**Passage provided**
------------------------------------

The authors replace the expensive flat self-attention in a Transformer encoder with hierarchical attention consisting of "bottom-up local attention + top-down cross-layer attention." By leveraging the natural tree structure of polynomial systems, the \(O(L^2)\) sequence cost is reduced to approximately \(O(L^{1+1/n})\). This scales neural Gröbner base prediction from 5 variables to 13 variables with 100% density, outperforming classical symbolic tools like STD-FGLM and Msolve on hard instances.

Background & Motivation¶

Background: Solving systems of multivariate nonlinear equations (the PoSSo problem) is a fundamental operation in cryptography, coding theory, and computer vision. Gröbner bases are the primary tools for solving such systems—they provide a canonical set of generators for a polynomial ideal, transforming the system into a triangular structure (shape position) suitable for variable-by-variable back-substitution. Classical algorithms like Buchberger and F4/F5 are implemented in systems like Maple, Magma, and Msolve, but Gröbner base computation exhibits double exponential worst-case complexity and remains extremely slow in practice. Kera et al. (NeurIPS'24) introduced a new approach by reframing it as a supervised learning task, training a seq2seq Transformer on pairs of "random systems \(F\) → their Gröbner bases \(G\)," and solving the "backward Gröbner problem" to generate training data.

Limitations of Prior Work: The method by Kera et al. (2024) is bottlenecked by scale—it can only handle up to \(n \le 5\) variables and requires very sparse polynomials (density \(\rho \ll 1\)) for \(n=3,4,5\). This is because the memory and computational cost of standard Transformer attention is quadratic relative to the sequence length. A polynomial system expanded as tokens leads to sequence explosion: for \(n=5\) and total degree \(d \le 10\), there are \(\binom{d+n}{d}=3003\) possible monomials. A system of \(n+2\) equations can easily exceed 140,000 tokens, making it impossible to process.

Key Challenge: Polynomial systems are highly structured (System → Equation → Term → Symbol, forming a tree), but flat attention flattens them into a 1D sequence. This allows every token to attend to all others indiscriminately, wasting computation and discarding hierarchical priors. The \(2L^2 d\) quadratic term arises from this lack of structure.

------------------------------------

**Dataset records**
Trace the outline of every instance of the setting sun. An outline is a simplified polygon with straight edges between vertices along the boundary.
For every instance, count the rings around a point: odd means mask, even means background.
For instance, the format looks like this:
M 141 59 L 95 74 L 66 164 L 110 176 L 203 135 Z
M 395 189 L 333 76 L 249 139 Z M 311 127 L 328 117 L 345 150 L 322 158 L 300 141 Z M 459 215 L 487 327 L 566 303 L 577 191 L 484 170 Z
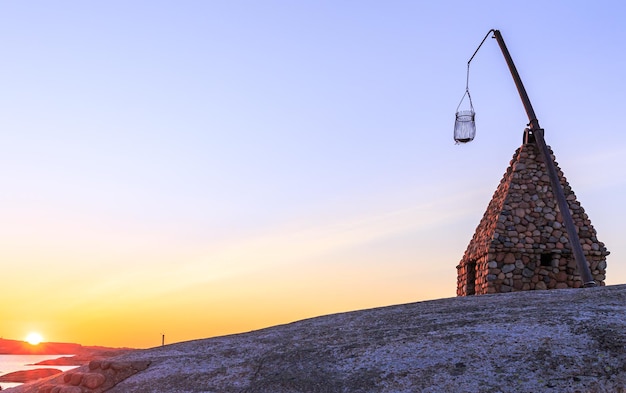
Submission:
M 30 345 L 37 345 L 43 341 L 43 337 L 39 333 L 31 332 L 31 333 L 28 333 L 28 336 L 26 336 L 25 341 L 29 343 Z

------------------------------------

**Task 1**
From the Gröbner basis passage above, extract the stretch from "Limitations of Prior" through "impossible to process.".
**Task 2**
Translate this sentence from the Gröbner basis passage into Spanish: "This is because the memory and computational cost of standard Transformer attention is quadratic relative to the sequence length."
**Task 3**
According to the Gröbner basis passage, polynomial systems form a tree. List its levels in the order the passage gives them.

**Response 1**
Limitations of Prior Work: The method by Kera et al. (2024) is bottlenecked by scale—it can only handle up to \(n \le 5\) variables and requires very sparse polynomials (density \(\rho \ll 1\)) for \(n=3,4,5\). This is because the memory and computational cost of standard Transformer attention is quadratic relative to the sequence length. A polynomial system expanded as tokens leads to sequence explosion: for \(n=5\) and total degree \(d \le 10\), there are \(\binom{d+n}{d}=3003\) possible monomials. A system of \(n+2\) equations can easily exceed 140,000 tokens, making it impossible to process.

**Response 2**
Esto se debe a que el costo de memoria y de cómputo de la atención estándar del Transformer es cuadrático respecto a la longitud de la secuencia.

**Response 3**
System, Equation, Term, Symbol